Exercise: Only the lines with the string "meat" are needed; return each of them from the entries below.

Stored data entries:
>>>>

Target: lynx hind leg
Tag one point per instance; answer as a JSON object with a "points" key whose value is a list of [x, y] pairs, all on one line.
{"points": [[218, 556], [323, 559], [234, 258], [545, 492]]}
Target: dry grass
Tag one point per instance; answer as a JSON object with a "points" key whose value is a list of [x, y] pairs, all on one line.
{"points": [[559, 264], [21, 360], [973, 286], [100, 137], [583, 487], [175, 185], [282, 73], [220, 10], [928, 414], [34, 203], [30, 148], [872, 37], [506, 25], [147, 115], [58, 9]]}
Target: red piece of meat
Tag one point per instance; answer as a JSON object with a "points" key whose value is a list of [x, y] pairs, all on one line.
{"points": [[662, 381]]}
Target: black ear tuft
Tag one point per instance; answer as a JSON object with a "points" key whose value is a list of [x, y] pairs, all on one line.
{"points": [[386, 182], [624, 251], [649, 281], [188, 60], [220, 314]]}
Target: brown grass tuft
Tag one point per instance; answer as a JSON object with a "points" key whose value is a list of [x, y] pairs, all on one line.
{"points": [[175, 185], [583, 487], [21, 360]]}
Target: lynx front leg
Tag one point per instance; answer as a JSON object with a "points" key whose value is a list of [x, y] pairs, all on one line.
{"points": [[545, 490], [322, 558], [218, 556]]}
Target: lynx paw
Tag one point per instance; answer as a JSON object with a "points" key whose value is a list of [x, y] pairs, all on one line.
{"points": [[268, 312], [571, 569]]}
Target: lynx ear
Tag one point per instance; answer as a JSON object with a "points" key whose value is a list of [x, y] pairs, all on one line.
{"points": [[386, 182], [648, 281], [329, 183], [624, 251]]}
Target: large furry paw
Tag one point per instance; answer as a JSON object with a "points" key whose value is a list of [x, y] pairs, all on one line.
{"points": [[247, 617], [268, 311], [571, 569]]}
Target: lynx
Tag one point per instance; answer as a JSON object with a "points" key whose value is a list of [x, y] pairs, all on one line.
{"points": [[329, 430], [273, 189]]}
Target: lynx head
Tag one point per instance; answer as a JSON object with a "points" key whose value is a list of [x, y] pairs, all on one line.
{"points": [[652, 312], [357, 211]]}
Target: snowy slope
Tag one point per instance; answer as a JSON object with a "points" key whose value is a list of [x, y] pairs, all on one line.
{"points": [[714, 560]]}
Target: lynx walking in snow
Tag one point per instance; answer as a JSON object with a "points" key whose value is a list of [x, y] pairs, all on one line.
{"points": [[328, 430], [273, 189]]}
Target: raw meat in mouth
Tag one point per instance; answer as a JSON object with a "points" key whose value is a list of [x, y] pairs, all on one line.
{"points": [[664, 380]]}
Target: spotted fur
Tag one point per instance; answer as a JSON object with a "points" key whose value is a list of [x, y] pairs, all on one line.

<<<<

The completed task:
Target: red piece of meat
Target: raw meat in mouth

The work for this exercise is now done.